◆ TEXTE ◆
◇ ◇ ◇ ◇ ◇
La Cavale, une librairie coopérative à Montpellier. Librairie La Cavale

Tout est discuté, mis en commun, décidé de façon collective dans la librairie La Cavale à Montpellier, l’une des rares dans l’Hexagone à avoir choisi un statut de société coopérative d’intérêt collectif (SCIC). « Quand la librairie a ouvert, le 1er décembre 2018, dans le quartier des Beaux-Arts, nous étions 135 à avoir investi un ticket minimum de 20 euros par part sociale, explique Sylvain Bertschy, président et gérant de la SCIC. Nous sommes 370 aujourd’hui. Et dans ce jeune collectif, on est encore contents de se voir ! », se félicite-t-il.
◇ ◇ ◇ ◇ ◇
◆ EXTRAIT SOURCE ◆
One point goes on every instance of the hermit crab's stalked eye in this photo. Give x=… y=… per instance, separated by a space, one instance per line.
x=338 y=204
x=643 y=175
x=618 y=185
◇ ◇ ◇ ◇ ◇
◆ OBJECTIF ◆
Selon le texte, quel statut juridique la librairie La Cavale a-t-elle adopté ?

◆ SOLUTION DU PROBLÈME ◆
Celui de société coopérative d’intérêt collectif (SCIC).